(Lines of data)
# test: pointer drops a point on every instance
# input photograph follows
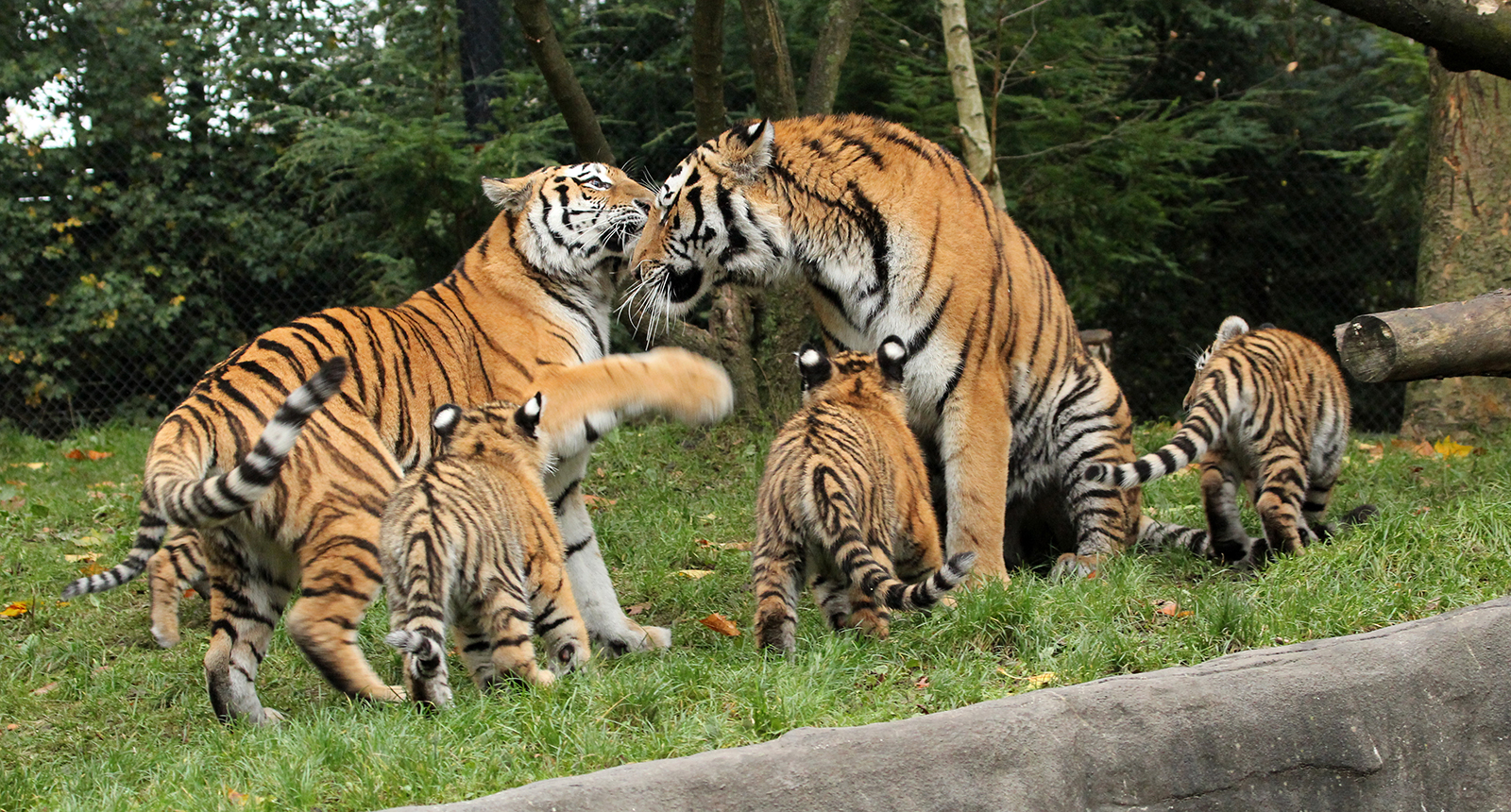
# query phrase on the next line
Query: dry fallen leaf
(722, 625)
(1451, 448)
(1040, 680)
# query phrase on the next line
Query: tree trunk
(546, 50)
(975, 139)
(481, 45)
(828, 58)
(707, 68)
(1466, 237)
(1469, 35)
(1454, 338)
(775, 93)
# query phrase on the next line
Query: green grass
(94, 716)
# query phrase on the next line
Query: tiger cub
(470, 539)
(1269, 409)
(845, 503)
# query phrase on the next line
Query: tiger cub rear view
(845, 503)
(1269, 409)
(470, 539)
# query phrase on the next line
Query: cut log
(1448, 340)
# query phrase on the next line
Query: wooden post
(1448, 340)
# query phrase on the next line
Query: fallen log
(1407, 718)
(1448, 340)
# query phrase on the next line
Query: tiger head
(567, 217)
(1231, 328)
(493, 431)
(851, 373)
(714, 221)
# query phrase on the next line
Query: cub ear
(750, 150)
(446, 418)
(529, 415)
(891, 357)
(1231, 327)
(510, 195)
(813, 364)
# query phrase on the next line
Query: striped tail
(1183, 448)
(926, 592)
(206, 501)
(425, 652)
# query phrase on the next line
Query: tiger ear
(813, 365)
(1231, 327)
(529, 415)
(446, 418)
(508, 195)
(891, 357)
(748, 151)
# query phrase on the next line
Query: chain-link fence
(180, 219)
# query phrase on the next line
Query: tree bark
(1454, 338)
(1466, 236)
(1468, 33)
(828, 58)
(546, 50)
(775, 93)
(481, 45)
(707, 68)
(975, 139)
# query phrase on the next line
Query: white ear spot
(445, 418)
(1231, 327)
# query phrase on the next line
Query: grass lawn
(95, 716)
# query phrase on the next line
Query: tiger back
(845, 506)
(1268, 411)
(893, 236)
(531, 297)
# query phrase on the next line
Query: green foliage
(97, 718)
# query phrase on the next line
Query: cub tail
(926, 592)
(425, 652)
(206, 501)
(1208, 415)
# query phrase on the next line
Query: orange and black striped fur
(845, 503)
(533, 296)
(895, 237)
(470, 539)
(1266, 409)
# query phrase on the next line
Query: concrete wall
(1412, 718)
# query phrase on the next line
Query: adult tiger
(531, 296)
(895, 237)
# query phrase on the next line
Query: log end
(1367, 349)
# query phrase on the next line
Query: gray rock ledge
(1410, 718)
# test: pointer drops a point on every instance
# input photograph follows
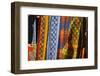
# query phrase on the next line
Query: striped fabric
(75, 26)
(57, 37)
(52, 44)
(63, 37)
(41, 50)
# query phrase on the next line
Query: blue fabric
(53, 37)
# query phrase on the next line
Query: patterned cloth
(52, 44)
(32, 45)
(63, 37)
(75, 27)
(41, 51)
(57, 37)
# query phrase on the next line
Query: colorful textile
(57, 37)
(41, 51)
(52, 44)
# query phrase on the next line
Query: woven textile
(75, 26)
(52, 44)
(63, 37)
(32, 45)
(41, 51)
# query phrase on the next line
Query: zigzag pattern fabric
(57, 37)
(52, 44)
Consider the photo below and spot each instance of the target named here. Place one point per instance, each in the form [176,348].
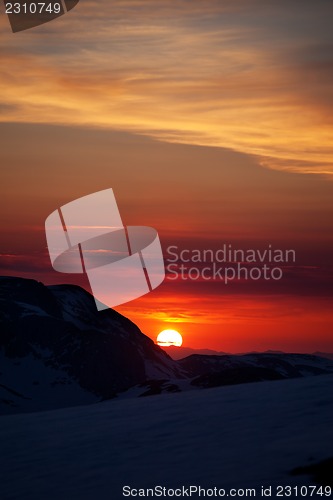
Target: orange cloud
[196,73]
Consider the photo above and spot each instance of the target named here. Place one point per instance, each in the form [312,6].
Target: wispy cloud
[254,78]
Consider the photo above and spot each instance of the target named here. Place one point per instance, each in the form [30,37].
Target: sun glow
[167,338]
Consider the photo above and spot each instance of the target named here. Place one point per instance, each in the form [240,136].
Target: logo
[23,14]
[87,236]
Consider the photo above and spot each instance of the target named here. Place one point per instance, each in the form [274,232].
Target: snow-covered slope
[57,350]
[244,436]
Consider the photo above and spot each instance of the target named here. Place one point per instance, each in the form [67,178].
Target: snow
[238,436]
[26,381]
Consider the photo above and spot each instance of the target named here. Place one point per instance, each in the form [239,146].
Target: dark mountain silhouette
[57,350]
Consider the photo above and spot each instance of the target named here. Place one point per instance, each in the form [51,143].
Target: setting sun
[167,338]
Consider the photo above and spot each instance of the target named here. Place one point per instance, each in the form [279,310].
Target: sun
[166,338]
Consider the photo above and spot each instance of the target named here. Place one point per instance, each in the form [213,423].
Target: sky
[212,122]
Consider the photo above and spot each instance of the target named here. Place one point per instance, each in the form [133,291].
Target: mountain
[276,435]
[57,350]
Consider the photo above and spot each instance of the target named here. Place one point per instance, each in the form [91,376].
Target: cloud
[255,79]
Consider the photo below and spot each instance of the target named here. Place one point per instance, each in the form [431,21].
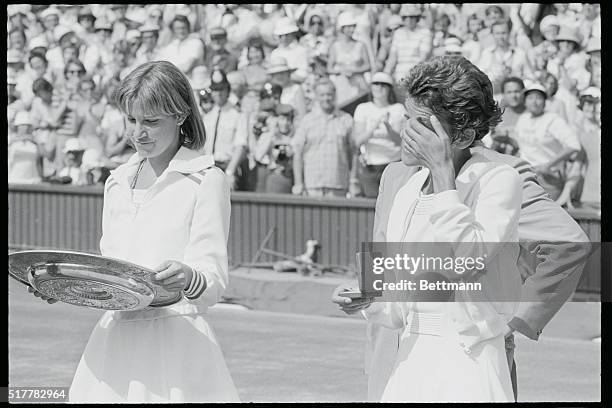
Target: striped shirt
[410,47]
[324,142]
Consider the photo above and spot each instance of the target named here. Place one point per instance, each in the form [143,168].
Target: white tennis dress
[168,353]
[431,365]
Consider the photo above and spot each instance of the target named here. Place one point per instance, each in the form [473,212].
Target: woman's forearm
[298,169]
[237,156]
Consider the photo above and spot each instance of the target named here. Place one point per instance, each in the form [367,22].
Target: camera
[282,152]
[260,123]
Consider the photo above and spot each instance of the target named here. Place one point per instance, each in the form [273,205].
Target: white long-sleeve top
[184,216]
[479,217]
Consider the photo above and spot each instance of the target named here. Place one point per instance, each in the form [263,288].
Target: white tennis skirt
[435,368]
[154,355]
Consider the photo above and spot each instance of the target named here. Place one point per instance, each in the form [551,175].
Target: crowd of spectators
[278,87]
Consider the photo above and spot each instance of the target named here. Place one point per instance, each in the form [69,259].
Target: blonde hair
[159,87]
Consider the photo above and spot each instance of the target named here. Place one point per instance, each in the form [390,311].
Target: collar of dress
[185,161]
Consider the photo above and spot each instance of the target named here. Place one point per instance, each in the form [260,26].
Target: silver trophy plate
[90,280]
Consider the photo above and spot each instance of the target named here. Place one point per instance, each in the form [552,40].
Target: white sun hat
[285,26]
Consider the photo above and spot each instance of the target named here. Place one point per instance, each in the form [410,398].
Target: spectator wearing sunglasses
[149,35]
[315,40]
[386,36]
[410,45]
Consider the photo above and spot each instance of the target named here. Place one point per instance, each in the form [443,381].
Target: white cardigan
[184,216]
[480,216]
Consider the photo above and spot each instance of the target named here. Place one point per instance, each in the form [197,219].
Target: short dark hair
[182,19]
[553,92]
[457,92]
[37,55]
[41,84]
[18,31]
[586,99]
[516,80]
[76,62]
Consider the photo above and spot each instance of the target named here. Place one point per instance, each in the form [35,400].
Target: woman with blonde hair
[166,209]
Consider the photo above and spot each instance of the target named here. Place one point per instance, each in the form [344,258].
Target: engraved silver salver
[89,280]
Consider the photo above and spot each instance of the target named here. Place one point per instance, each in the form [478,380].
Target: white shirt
[498,64]
[185,54]
[296,56]
[380,149]
[410,47]
[193,229]
[479,217]
[222,137]
[542,138]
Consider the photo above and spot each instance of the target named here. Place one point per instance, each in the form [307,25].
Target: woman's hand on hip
[174,276]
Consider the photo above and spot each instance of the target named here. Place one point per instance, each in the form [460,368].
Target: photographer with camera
[274,154]
[223,140]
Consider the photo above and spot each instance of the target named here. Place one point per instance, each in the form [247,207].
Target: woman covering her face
[451,346]
[166,209]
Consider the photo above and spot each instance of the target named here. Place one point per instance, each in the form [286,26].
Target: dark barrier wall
[70,218]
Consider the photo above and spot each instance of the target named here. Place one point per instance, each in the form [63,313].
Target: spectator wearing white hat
[323,148]
[66,37]
[86,25]
[216,50]
[17,40]
[14,104]
[200,81]
[587,166]
[280,73]
[472,46]
[569,65]
[589,22]
[73,157]
[24,155]
[554,103]
[120,23]
[45,119]
[348,61]
[384,39]
[376,133]
[547,49]
[38,45]
[315,40]
[410,45]
[441,32]
[50,19]
[593,50]
[244,26]
[288,48]
[255,70]
[502,60]
[37,68]
[149,34]
[545,140]
[184,51]
[223,141]
[16,69]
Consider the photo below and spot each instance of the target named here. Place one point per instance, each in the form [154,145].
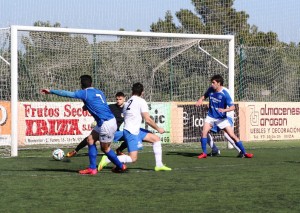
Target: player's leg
[149,137]
[105,160]
[119,137]
[107,132]
[231,142]
[81,145]
[210,141]
[92,152]
[206,128]
[238,142]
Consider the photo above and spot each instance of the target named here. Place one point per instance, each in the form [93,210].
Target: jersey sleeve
[63,93]
[208,91]
[144,106]
[80,94]
[228,99]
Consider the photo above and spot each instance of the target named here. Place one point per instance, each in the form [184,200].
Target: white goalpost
[52,57]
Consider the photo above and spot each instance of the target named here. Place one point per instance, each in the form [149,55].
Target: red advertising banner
[5,123]
[269,121]
[55,122]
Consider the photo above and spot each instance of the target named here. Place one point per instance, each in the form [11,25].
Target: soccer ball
[58,154]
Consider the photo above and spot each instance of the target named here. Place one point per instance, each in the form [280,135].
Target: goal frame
[14,60]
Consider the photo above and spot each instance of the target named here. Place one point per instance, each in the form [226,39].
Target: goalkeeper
[215,129]
[95,102]
[117,110]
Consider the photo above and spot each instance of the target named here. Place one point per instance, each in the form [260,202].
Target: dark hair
[218,78]
[86,81]
[118,94]
[137,89]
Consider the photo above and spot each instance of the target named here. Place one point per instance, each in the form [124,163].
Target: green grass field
[270,182]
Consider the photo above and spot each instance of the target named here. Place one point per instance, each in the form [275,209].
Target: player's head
[120,98]
[86,81]
[218,79]
[137,89]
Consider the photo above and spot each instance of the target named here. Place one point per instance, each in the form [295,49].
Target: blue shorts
[134,142]
[118,136]
[216,129]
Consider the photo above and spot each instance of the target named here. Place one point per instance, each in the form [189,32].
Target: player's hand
[199,102]
[161,130]
[84,108]
[45,91]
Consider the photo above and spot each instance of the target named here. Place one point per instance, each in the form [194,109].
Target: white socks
[122,158]
[157,153]
[231,141]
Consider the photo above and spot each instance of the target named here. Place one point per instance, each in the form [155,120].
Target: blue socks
[241,147]
[203,145]
[111,155]
[93,156]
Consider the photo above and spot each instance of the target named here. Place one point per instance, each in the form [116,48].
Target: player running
[220,103]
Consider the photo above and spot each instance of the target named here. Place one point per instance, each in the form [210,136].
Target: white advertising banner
[66,122]
[269,121]
[54,122]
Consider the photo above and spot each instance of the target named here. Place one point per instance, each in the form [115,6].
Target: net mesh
[170,69]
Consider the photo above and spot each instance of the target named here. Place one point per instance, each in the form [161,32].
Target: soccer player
[210,141]
[134,111]
[215,129]
[220,103]
[95,102]
[117,110]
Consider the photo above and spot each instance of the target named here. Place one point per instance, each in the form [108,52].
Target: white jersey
[229,114]
[132,112]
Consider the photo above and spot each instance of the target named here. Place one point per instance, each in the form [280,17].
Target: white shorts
[107,130]
[221,123]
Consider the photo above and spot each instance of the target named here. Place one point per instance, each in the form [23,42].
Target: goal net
[174,68]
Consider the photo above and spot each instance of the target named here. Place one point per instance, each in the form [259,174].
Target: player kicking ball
[220,103]
[134,111]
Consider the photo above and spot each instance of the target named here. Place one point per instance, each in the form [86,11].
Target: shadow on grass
[292,161]
[192,154]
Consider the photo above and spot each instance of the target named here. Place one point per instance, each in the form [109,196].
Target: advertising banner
[160,113]
[64,123]
[53,122]
[270,121]
[193,121]
[5,123]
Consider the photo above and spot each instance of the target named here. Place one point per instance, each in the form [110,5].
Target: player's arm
[200,101]
[151,123]
[62,93]
[203,97]
[228,109]
[229,102]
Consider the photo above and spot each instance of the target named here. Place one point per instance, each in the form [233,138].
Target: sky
[280,16]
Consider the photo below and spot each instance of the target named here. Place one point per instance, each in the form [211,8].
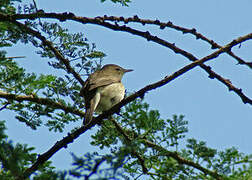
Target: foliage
[139,141]
[122,2]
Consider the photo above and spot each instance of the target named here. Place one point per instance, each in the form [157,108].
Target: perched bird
[103,89]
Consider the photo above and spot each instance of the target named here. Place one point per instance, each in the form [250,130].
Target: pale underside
[108,96]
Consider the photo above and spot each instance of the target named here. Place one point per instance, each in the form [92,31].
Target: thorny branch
[169,24]
[139,94]
[43,101]
[146,35]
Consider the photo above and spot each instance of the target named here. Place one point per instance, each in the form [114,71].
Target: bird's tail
[90,107]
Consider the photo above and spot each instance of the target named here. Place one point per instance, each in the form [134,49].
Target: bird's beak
[128,70]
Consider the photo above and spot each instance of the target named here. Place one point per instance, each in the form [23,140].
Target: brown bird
[103,89]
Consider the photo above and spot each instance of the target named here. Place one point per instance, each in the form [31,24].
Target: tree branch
[167,153]
[72,136]
[169,24]
[45,42]
[43,101]
[146,35]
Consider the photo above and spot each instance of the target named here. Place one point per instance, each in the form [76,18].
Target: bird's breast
[110,95]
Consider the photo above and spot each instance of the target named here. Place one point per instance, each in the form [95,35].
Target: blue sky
[215,115]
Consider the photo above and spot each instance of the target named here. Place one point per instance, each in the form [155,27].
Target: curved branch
[146,35]
[169,24]
[72,136]
[43,101]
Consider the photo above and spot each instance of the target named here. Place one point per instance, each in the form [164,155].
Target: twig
[169,24]
[146,35]
[72,136]
[174,155]
[45,42]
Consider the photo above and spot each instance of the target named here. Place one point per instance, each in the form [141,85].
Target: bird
[102,90]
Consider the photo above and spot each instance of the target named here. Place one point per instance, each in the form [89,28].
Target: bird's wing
[95,80]
[90,108]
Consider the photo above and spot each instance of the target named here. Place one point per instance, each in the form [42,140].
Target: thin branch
[43,101]
[174,155]
[4,106]
[146,35]
[14,57]
[45,42]
[169,24]
[72,136]
[94,170]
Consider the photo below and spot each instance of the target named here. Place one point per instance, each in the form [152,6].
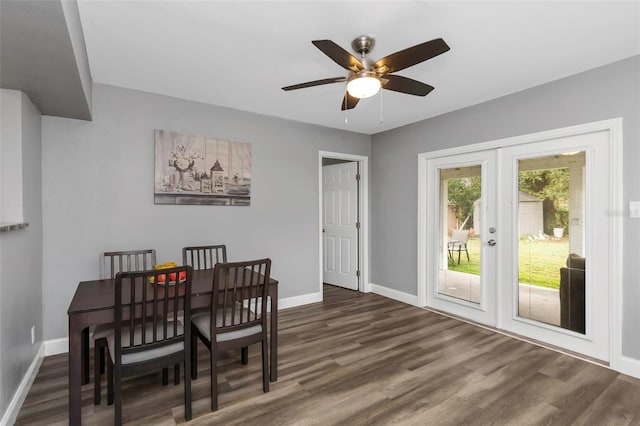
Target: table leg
[75,370]
[274,335]
[85,356]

■ OBJECTIVE:
Quote exactly, and only, the lines from the line containing "the form [89,28]." through the final line of the records above, both included, omitting any pictures.

■ CORRECT OUTPUT:
Consider the photo above and spot each instance of the target named here. Place one point per instance, each in the form [89,28].
Target: bird's wing
[95,80]
[90,108]
Consider the photo above and spot each instance of the target named here. Place one point per instance, each in the form [42,140].
Target: thin branch
[43,101]
[174,155]
[4,106]
[146,35]
[14,57]
[45,42]
[169,24]
[72,136]
[94,170]
Consider the photo below and spot each instance of the target named here. Place one point per instance, each in the form [152,6].
Target: table leg
[75,370]
[274,335]
[85,356]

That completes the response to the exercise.